TASK SET
1) Rewrite the comment on proposal 2016-04, covering everything from "So if we agree" down to "per customer-controlled VPS.", and replace "Wi-Fi networks" with "wireless hotspots".
2) Write what comes next in the comment on proposal 2016-04, starting after its last sentence.

PAGE

Begin

My opinion is that 2016-04 goes completely wrong way because it makes
the exception "longer than /64 is not an assignment" valid only for PI,
not for PA addresses.

So if we agree that any device getting an address is getting an
assignment, which has to be registered properly in the database, this
problem is same for PI and PA addresses.

[…]
And this is not only about Wi-Fi networks. All the VPS providers I know
have just one block assigned to themselves from which they delegate one
or more IP address per customer-controlled VPS.

I think it would be better to clarify the 2.6 section of ripe-655 to
explicitly state what is not an assignment. Using a prefix length of
"longer than /64" seem to be a good criteria, although it makes me
little bit scared of possibly wrong interpretation by some non-LIR ISPs
who would start delegating very long prefixes to avoid the need of
becoming LIR.

End

EXCERPTED RECORDS
Begin

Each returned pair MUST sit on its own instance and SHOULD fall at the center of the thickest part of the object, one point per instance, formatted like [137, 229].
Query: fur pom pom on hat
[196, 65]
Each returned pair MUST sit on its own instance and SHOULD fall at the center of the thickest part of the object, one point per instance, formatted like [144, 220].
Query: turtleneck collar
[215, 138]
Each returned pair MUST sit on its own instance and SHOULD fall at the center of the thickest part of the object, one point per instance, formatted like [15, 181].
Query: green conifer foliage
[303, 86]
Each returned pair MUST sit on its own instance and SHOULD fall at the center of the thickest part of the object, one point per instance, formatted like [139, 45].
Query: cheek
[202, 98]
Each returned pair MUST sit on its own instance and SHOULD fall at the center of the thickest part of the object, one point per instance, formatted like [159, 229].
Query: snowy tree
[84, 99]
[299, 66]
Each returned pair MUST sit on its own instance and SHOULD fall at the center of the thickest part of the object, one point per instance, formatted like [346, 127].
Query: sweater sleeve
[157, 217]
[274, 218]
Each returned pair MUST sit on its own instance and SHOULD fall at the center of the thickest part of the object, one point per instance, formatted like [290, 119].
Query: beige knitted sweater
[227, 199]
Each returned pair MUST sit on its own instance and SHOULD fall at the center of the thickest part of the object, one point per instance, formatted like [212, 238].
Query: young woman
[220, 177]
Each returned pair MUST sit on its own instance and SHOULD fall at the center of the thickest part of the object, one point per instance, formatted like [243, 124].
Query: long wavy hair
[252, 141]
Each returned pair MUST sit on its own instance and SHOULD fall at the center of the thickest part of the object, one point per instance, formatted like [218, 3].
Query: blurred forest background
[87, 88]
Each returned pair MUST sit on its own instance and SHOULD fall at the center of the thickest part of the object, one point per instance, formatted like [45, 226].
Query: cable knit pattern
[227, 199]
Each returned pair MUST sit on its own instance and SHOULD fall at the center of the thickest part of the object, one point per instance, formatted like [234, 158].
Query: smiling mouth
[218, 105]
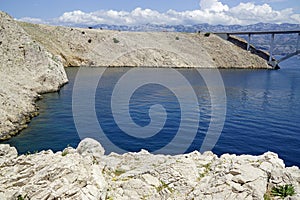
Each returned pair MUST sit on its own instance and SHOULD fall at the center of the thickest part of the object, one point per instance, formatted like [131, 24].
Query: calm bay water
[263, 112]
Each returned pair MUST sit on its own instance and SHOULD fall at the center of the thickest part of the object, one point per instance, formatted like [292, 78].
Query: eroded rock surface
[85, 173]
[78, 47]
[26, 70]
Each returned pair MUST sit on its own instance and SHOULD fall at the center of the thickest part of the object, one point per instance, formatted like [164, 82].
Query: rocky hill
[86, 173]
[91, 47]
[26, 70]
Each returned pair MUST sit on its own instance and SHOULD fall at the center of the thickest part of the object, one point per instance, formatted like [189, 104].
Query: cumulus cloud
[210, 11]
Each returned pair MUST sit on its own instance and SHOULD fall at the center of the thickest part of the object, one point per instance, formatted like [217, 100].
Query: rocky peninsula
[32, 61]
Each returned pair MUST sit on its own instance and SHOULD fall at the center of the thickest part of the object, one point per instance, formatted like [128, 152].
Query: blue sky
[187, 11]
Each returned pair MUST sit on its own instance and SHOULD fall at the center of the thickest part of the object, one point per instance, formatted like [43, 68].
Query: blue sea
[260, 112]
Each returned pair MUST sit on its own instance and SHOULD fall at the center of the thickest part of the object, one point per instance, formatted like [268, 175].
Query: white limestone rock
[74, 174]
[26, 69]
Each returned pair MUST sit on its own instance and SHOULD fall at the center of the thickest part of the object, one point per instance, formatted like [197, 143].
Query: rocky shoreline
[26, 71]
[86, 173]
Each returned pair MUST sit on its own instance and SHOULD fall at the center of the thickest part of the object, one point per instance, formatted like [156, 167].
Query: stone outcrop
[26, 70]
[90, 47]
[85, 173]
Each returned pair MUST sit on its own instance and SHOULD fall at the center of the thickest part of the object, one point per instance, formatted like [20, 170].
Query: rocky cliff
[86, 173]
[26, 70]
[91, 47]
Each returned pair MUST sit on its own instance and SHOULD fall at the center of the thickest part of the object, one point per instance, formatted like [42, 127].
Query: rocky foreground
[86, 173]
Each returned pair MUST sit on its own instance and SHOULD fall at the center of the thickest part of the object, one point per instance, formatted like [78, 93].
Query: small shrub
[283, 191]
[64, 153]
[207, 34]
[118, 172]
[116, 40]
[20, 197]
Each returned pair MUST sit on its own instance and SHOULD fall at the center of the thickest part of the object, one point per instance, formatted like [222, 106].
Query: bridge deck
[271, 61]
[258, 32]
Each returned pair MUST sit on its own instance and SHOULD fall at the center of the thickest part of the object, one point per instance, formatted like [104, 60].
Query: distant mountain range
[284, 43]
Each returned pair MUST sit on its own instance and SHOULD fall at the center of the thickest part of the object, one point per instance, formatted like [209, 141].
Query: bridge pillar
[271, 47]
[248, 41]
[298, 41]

End
Begin

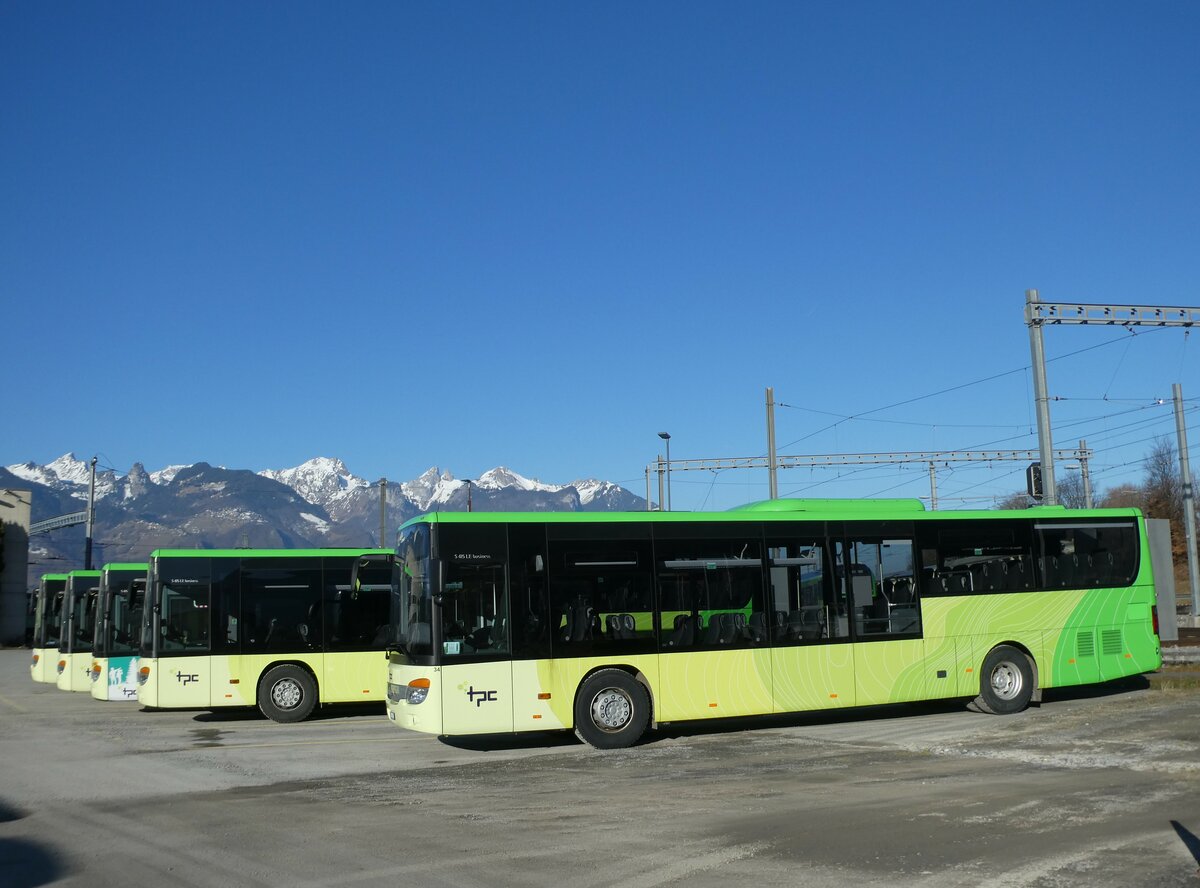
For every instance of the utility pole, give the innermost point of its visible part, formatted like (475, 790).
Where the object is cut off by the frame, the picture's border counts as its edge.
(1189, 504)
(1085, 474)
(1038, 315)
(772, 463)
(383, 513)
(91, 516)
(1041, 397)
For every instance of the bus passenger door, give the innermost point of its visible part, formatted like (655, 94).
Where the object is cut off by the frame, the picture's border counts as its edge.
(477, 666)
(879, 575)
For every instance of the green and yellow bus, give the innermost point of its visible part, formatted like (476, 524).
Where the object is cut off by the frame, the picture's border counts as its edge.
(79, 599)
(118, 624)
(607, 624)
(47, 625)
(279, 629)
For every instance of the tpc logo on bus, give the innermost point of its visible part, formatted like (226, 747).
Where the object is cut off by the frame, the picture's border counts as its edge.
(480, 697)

End
Begin

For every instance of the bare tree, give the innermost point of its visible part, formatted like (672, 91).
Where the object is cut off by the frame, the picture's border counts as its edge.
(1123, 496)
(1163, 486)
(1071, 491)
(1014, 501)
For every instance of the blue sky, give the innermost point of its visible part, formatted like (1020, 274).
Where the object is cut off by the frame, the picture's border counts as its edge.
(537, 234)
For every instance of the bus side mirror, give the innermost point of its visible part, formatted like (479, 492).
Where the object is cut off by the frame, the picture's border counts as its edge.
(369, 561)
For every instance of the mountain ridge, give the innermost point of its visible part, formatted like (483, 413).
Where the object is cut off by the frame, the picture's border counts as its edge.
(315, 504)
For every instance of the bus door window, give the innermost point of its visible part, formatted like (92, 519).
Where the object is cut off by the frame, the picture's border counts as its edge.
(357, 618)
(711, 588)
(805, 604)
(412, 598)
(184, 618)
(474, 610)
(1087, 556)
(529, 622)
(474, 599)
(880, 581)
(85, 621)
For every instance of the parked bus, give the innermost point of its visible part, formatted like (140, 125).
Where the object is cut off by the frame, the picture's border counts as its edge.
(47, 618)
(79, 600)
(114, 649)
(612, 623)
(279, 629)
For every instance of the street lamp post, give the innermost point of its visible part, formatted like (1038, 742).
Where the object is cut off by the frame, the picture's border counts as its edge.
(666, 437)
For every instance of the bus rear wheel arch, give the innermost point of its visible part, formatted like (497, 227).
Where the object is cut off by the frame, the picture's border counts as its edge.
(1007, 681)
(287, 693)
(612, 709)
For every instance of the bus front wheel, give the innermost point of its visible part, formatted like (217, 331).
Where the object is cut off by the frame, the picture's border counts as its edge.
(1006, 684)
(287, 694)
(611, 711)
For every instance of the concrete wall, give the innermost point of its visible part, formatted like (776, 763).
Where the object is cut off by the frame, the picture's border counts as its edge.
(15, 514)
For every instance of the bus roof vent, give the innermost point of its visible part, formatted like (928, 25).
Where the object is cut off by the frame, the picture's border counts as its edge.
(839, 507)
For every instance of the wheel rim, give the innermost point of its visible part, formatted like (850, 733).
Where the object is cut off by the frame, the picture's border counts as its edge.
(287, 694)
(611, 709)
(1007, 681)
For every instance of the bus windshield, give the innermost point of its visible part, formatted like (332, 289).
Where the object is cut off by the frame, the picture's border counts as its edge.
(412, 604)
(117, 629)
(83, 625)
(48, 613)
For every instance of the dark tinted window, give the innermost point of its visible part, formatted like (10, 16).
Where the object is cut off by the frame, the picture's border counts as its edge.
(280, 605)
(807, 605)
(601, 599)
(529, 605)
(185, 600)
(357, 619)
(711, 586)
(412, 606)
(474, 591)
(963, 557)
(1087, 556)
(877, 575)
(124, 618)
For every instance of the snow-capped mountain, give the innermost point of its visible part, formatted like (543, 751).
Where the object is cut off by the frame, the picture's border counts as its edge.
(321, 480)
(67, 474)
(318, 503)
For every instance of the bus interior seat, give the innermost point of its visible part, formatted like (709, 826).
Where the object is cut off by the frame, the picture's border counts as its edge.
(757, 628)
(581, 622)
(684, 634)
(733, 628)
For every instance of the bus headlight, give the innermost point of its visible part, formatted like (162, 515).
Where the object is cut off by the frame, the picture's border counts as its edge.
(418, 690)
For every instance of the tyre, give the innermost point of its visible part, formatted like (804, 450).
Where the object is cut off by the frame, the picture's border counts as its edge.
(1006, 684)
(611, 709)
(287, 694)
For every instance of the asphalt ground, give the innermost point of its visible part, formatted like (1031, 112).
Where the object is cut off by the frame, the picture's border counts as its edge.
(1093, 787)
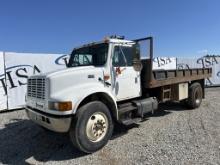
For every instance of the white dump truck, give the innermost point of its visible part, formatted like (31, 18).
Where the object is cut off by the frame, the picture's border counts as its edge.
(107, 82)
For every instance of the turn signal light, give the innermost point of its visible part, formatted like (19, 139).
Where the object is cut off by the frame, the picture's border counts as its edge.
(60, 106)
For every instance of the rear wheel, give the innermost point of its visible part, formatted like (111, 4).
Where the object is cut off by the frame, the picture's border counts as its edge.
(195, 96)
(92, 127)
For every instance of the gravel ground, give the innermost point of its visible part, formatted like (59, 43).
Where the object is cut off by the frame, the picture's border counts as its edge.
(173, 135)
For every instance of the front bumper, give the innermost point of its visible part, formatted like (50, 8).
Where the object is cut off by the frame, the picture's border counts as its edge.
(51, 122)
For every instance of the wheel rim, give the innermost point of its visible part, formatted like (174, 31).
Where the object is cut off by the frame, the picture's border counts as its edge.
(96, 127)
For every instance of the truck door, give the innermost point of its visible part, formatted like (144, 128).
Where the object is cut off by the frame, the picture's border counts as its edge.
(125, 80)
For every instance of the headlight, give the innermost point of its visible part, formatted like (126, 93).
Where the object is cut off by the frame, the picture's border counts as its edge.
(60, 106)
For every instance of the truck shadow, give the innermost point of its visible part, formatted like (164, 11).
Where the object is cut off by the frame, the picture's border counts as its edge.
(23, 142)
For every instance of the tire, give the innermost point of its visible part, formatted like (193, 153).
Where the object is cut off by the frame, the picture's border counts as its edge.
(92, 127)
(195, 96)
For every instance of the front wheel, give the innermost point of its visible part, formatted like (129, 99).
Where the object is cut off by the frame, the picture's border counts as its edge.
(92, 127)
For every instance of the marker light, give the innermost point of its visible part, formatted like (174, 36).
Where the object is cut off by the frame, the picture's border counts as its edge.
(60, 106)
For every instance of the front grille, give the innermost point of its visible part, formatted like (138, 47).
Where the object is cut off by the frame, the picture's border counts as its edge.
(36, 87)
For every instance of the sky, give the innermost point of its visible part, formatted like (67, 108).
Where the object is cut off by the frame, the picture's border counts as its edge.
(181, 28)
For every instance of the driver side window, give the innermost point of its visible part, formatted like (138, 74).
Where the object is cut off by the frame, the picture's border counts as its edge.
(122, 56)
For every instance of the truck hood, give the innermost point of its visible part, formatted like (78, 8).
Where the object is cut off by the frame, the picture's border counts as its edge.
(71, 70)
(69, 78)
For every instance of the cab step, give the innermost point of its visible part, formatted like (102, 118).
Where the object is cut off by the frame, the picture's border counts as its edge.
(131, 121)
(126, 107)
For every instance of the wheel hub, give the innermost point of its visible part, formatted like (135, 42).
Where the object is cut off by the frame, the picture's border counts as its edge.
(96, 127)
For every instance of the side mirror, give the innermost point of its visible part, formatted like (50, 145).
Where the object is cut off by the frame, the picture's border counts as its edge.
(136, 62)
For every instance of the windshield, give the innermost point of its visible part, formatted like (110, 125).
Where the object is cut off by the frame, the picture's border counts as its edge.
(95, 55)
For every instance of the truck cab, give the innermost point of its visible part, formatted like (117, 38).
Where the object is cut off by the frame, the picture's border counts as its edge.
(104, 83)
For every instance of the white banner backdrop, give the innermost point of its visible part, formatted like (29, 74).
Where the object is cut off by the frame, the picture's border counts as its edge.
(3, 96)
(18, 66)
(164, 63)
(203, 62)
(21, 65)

End

ANSWERS GIVEN
1)
So if we agree that any device getting an address is getting an
assignment, which has to be registered properly in the database, this
problem is same for PI and PA addresses.

[…]
And this is not only about wireless hotspots. All the VPS providers I know
have just one block assigned to themselves from which they delegate one
or more IP address per customer-controlled VPS.

2)
I don't agree on "any device getting an address is getting an assignment"
in the first place. Let's refer to ripe-655's definition:

2.6. Assign

To “assign” means to delegate address space to an ISP or End User for
specific use within the Internet infrastructure they operate.
Assignments must only be made for specific purposes documented by specific
organisations and are not to be sub-assigned to other parties.

From my point of view, the sentence is really clear already, and shouln't be able to be interpreted in the way it currently seems to be ;)

An assignment is a bureaucratic act, executed by an organisation (IR) in favor of another organisation (non-IR). An assignment is considered to exist for a prolonged duration and as such to be documented in the RIPE Database.

Nothing of that happens when mechanisms like SLAAC or DHCPv6 suggest, to a requesting device, which IPv6 Prefix is being used/which IPv6 address it should use.

So, what “are not to be sub-assigned to other parties” (2.6) and especially cannot be further assigned to other organisations” (7) are trying to prevent in the first place?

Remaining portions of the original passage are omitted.